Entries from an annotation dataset

================================

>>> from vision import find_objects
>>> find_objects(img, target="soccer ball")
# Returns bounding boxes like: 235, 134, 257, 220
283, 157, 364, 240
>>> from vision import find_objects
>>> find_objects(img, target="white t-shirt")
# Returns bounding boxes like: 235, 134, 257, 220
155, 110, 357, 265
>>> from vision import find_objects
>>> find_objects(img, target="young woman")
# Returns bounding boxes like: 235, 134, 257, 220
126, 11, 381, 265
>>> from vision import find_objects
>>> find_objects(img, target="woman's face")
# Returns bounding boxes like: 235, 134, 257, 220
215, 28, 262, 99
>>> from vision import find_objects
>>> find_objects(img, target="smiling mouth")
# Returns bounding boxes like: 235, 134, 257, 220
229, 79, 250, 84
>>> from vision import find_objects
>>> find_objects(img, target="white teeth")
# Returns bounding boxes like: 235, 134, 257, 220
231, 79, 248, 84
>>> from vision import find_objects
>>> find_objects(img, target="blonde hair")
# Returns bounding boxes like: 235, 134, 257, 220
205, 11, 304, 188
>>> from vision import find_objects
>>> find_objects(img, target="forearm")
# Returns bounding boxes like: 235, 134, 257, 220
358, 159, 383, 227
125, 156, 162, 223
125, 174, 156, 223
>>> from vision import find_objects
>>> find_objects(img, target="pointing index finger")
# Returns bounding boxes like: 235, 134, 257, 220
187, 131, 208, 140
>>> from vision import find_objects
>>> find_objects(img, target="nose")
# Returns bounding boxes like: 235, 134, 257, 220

================================

THE TASK:
Write out all of the items again, switching every "find_objects" to "detect_objects" and leaving everything else unchanged.

SOLUTION:
>>> from vision import detect_objects
>>> detect_objects(img, target="soccer ball")
# Returns bounding boxes like: 235, 134, 257, 220
283, 157, 364, 240
>>> from vision import detect_objects
>>> detect_objects(img, target="white t-shirt")
# Returns bounding boxes like: 235, 134, 257, 220
155, 110, 357, 265
>>> from vision import detect_objects
>>> detect_objects(img, target="young woman")
# Returns bounding boxes like: 235, 134, 257, 220
126, 11, 381, 265
>>> from vision import detect_objects
>>> detect_objects(img, target="woman's face")
# Returns bounding boxes like: 235, 134, 257, 220
215, 28, 262, 99
>>> from vision import detect_objects
>>> detect_objects(img, target="smiling mouth")
# Returns bounding boxes like: 235, 134, 257, 220
229, 79, 250, 84
>>> from vision import detect_objects
>>> detect_objects(img, target="white teeth")
# Returns bounding boxes like: 235, 134, 257, 220
231, 79, 248, 84
>>> from vision import detect_objects
>>> detect_objects(img, target="blonde hair")
# Returns bounding boxes like: 235, 134, 257, 220
205, 11, 304, 188
>>> from vision import detect_objects
>>> detect_objects(img, target="forearm")
# Returns bounding boxes like: 235, 134, 257, 220
358, 159, 383, 227
125, 156, 162, 223
125, 174, 156, 223
>>> from vision import detect_objects
>>> detect_objects(img, target="pointing index finger")
# Returns bounding boxes like: 235, 134, 257, 220
187, 131, 208, 140
>>> from vision import detect_objects
>>> detect_objects(img, target="nose")
# Returns bounding boxes like: 235, 134, 257, 220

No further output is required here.